##### Text provided

Uighur Scholar from Japan Held in China Prison
September 25, 2002

KAZUYOSHI NISHIKURA

The prisoner smiled at his 13-year-old son through a window in the hot meeting room of the No. 3 prison in Urumqi, the provincial capital of the Xinjiang Uighur Autonomous Region, one day in August.

"You've grown up a lot!" 42-year-old historian Tohti Tunyaz said to his son, who had traveled to northwest China from Japan after being separated from his father for more than four years. The inmate, an ethnic Uighur, was moved to tears seeing that his son had grown taller than himself.

Tohti, a University of Tokyo graduate student who was sentenced to 11 years in prison for inciting separatism, has received support from international human rights groups, including Amnesty International. Those calling for his release have criticized the Japanese government for ignoring his case.

In early 1998, Tohti was busy writing a doctoral dissertation on China's policies toward ethnic minorities. But after he visited his home in the autonomous region to do research, he disappeared.

Several months later, his Japanese friends received word that he had been detained on charges of "inciting separatism" and "illegally acquiring state secrets."

##########

* [Directions]
**1.** List every number written in digits in the paragraphs that follow the byline of the article about Tohti Tunyaz.
**2.** In the article about Tohti Tunyaz, how long a prison sentence did he receive, and for what?
**3.** Say whether each statement agrees with the article about Tohti Tunyaz, and quote the words that decide it. (a) Tohti's son came from Japan to visit him. (b) Tohti was writing a master's thesis in early 1998. (c) Supporters of Tohti have praised the Japanese government's handling of his case.

##### Entries provided

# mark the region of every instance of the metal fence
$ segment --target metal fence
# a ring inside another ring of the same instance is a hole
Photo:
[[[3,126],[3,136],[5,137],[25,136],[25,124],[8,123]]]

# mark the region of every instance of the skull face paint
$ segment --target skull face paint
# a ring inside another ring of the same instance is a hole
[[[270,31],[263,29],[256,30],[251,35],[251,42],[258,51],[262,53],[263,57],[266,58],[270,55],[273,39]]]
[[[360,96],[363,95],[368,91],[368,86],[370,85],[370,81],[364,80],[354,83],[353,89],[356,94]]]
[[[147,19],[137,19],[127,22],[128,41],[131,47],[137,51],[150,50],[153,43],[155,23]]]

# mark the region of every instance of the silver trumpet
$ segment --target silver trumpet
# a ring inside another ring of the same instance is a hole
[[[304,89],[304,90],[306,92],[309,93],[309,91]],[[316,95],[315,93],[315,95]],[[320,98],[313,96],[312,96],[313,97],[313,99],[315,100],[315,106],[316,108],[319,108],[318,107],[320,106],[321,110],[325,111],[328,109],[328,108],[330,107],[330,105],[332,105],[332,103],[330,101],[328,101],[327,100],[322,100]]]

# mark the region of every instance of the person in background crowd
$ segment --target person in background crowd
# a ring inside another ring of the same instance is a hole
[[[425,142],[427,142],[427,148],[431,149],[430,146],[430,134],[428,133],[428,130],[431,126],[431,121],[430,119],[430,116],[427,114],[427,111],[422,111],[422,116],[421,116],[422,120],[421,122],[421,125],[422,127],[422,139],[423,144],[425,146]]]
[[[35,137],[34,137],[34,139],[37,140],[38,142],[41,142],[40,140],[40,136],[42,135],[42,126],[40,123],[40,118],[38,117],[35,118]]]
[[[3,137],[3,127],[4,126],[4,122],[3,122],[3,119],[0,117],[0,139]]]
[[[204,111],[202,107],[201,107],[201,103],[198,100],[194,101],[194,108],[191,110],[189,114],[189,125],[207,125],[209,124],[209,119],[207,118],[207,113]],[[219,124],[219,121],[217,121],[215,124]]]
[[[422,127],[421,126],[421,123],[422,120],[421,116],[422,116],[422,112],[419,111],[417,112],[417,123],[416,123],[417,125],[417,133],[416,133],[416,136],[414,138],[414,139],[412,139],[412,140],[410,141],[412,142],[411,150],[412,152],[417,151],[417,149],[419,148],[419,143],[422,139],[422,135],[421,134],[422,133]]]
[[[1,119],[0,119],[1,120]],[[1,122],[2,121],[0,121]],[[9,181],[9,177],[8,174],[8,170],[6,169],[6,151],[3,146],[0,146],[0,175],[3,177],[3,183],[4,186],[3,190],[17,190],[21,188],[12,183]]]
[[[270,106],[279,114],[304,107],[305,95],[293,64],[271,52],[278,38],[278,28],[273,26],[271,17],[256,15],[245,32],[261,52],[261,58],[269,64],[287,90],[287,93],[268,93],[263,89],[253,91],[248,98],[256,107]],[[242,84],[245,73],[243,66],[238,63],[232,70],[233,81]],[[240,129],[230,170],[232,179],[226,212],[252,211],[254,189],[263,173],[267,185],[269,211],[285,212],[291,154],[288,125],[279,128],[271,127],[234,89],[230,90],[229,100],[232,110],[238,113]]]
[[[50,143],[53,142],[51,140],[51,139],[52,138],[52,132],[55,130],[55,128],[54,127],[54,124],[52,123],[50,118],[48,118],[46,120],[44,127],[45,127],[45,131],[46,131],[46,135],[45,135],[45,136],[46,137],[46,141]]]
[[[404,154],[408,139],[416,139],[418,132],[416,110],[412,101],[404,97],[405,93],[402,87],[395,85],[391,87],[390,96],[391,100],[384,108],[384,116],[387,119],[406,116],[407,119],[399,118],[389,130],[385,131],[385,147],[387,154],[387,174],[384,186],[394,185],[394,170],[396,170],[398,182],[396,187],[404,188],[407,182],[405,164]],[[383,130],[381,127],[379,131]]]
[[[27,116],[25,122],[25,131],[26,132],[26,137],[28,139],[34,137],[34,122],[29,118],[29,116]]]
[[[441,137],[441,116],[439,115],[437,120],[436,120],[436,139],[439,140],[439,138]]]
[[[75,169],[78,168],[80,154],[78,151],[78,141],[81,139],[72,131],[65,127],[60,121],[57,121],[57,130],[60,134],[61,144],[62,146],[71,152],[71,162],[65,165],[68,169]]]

##########

* [Task results]
**1.**
13 (his 13-year-old son)
3 (the No. 3 prison in Urumqi)
42 (42-year-old historian Tohti Tunyaz)
11 (sentenced to 11 years in prison)
1998 (in early 1998)

**2.** He was sentenced to 11 years in prison for inciting separatism.

**3.**
(a) Yes: "who had traveled to northwest China from Japan"
(b) No: "Tohti was busy writing a doctoral dissertation on China's policies toward ethnic minorities"
(c) No: "Those calling for his release have criticized the Japanese government for ignoring his case"